INPUT below:

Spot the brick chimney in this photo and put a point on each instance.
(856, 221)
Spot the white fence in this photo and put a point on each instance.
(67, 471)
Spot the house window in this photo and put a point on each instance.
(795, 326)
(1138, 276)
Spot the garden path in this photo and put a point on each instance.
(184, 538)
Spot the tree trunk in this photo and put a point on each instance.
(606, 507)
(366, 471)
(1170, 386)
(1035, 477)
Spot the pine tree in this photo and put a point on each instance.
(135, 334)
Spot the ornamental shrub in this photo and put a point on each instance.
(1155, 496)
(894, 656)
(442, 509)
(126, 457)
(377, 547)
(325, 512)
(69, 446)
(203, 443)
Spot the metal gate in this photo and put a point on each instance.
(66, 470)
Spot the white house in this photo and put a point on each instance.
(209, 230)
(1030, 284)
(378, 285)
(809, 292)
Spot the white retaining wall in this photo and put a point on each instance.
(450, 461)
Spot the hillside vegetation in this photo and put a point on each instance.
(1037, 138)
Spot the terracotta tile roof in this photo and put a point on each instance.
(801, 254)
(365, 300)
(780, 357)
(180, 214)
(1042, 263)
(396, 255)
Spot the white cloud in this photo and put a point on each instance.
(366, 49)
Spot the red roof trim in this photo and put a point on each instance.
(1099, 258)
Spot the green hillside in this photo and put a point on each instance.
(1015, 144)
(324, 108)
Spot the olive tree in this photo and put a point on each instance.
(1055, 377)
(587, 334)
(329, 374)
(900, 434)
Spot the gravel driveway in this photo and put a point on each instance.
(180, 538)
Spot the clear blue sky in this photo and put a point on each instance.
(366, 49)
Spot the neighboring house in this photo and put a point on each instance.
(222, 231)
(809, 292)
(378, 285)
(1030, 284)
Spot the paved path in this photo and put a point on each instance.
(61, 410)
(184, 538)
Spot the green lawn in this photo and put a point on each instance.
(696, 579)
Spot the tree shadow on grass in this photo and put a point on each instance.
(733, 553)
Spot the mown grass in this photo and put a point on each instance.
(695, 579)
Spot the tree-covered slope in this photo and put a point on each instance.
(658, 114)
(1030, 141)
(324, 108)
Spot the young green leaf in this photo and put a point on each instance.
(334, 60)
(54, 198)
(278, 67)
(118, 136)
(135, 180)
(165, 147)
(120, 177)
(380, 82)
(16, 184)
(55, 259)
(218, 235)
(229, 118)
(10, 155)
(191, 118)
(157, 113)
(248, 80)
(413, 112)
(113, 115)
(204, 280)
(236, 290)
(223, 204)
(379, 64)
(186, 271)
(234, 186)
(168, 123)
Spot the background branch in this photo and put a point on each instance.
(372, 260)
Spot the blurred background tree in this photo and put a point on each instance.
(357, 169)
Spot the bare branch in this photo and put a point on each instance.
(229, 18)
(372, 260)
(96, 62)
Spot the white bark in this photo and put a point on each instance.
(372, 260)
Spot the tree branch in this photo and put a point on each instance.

End of INPUT.

• [YOUR TASK]: Make an exact copy of each line, beginning at the one containing "Spot the gravel" and ending with the last line of the data, and of no other line.

• [SOLUTION TO THIS EXERCISE]:
Spot the gravel driveway in this photo and put a point on each instance.
(180, 538)
Spot the clear blue sky in this photo and put a point on each instance.
(366, 49)
Spot the neighboring house in this photo and put a point on each instance.
(222, 231)
(809, 292)
(378, 285)
(1030, 284)
Spot the paved path in this photo and put a point on each instance.
(61, 410)
(184, 538)
Spot the green lawn in this photo and put a point on each instance.
(696, 579)
Spot the tree shadow on grass in this photo and put a point on each instance.
(733, 553)
Spot the mown grass in this photo and put a point on each instance.
(695, 579)
Spot the tree-covered slope in this photo and put a point on each instance.
(658, 114)
(1030, 141)
(324, 108)
Spot the young green leaf in this photo and put a point on each instance.
(334, 60)
(54, 198)
(278, 67)
(118, 136)
(135, 180)
(165, 147)
(120, 177)
(380, 82)
(16, 184)
(55, 259)
(218, 235)
(229, 118)
(10, 155)
(191, 118)
(157, 113)
(248, 80)
(413, 112)
(113, 115)
(204, 280)
(236, 290)
(223, 204)
(379, 64)
(186, 271)
(234, 186)
(168, 123)
Spot the background branch in this photo and put a point on each instance.
(372, 260)
Spot the blurred background tree in this photo and put a point on each instance.
(357, 169)
Spot the bare branch in this photo and put a point on each instance.
(229, 18)
(372, 260)
(96, 62)
Spot the white bark in this photo and put a point on each instance.
(372, 260)
Spot the tree branch in this photo and put a point on each instance.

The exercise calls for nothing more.